Listed entries:
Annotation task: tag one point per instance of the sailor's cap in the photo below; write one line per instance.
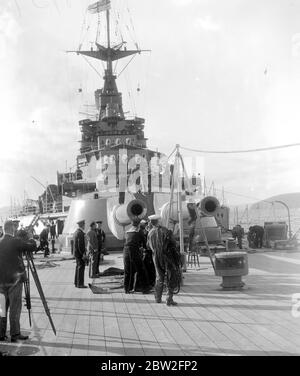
(154, 217)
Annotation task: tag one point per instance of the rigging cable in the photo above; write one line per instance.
(91, 65)
(241, 151)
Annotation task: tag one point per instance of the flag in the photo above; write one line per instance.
(100, 6)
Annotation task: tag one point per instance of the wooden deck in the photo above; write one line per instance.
(207, 321)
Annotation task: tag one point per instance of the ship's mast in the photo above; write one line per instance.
(109, 62)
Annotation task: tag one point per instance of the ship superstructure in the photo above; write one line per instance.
(103, 137)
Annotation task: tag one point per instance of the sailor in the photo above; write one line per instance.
(12, 277)
(166, 259)
(133, 262)
(53, 235)
(93, 251)
(44, 244)
(238, 233)
(258, 237)
(79, 253)
(147, 257)
(101, 240)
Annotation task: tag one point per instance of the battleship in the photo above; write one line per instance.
(117, 176)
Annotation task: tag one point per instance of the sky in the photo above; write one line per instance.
(221, 75)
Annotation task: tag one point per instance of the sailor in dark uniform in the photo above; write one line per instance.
(147, 258)
(79, 253)
(12, 277)
(101, 240)
(133, 262)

Exercise objective:
Repeat the listing in full and exactly. Do not include any images.

Response to the exercise:
Annotation task: tag one point per instance of the sailor's cap in the photo below; write one line per instance.
(154, 217)
Annotation task: tag one point per instance of the rigging cable in the photo above; write one line per instance.
(91, 65)
(241, 151)
Annotation task: tag one point per instance of the flag in the photo above; write one line per instance.
(100, 6)
Annotation task: tag one point per instance of the wooden deck in the photo above; write one line per instance.
(207, 321)
Annotation task: tag one point per instance of the ship's mast in the photo above; write one line per instance.
(109, 62)
Annotation task: tag one point per instance of the ship superstructure in the photo above; write one line per instance.
(103, 137)
Annotation task: tag one point per instance of the sailor in the photo above; write one line per instance.
(12, 277)
(166, 259)
(133, 262)
(53, 235)
(93, 251)
(44, 244)
(238, 233)
(258, 237)
(79, 253)
(147, 257)
(101, 240)
Annotation task: tag one point per instance of the battleship in the photo above; write one line per instance.
(117, 176)
Annotation task: tag one point per instance of the sky in the photo above; write one line per instance.
(221, 75)
Annotation task: tag one point per instance of the sailor in dark uniform in the photo above; write one line per instance.
(147, 258)
(79, 253)
(12, 277)
(101, 240)
(133, 262)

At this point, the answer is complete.